(Entries from a point annotation set)

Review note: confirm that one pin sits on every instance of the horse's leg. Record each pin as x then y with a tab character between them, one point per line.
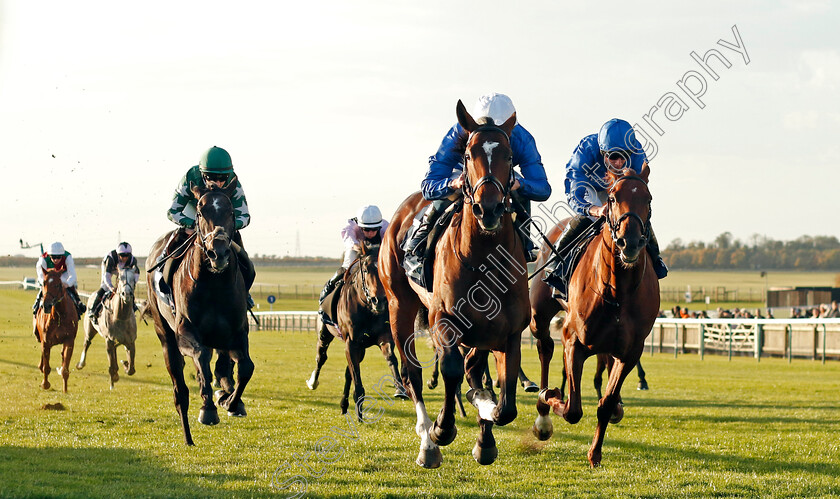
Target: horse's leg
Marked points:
642	381
175	366
113	370
609	407
452	368
66	356
90	333
324	340
345	396
355	352
244	370
386	344
45	363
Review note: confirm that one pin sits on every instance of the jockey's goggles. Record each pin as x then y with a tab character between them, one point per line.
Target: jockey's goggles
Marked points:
216	177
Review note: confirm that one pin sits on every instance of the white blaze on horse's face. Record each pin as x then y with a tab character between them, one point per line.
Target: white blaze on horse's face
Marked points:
488	150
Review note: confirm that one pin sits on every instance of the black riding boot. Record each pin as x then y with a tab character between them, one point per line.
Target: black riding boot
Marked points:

Task brief:
Copy every line of the records above word for word, omitting only the pictures.

Output below:
Review note: confirm that one pin sits on every instance of the horse's leg. Record each pin as x then y with a tab character between them, one point per line.
Target: horse's leg
Marked points:
642	381
175	366
113	370
609	407
452	368
66	356
90	333
324	340
345	396
355	352
244	370
386	344
45	363
Review note: confirm that one pin sits on every instance of the jockey's goggles. Record each pin as x then y with a tab character between them, one point per line.
Target: jockey's goggles
Marked points:
216	177
Review note: confirm that one pin sits on every instance of the white blaze on horse's face. Record each pin as x then y with a tab character between them, one point per line.
Target: white blaze on horse's face
Marked points:
488	150
Review note: confirm that one pin sits on every instance of the black riding boot. Record each pin as x then y with a tab character between them, one point per line.
Target: black riding boot
Marked points:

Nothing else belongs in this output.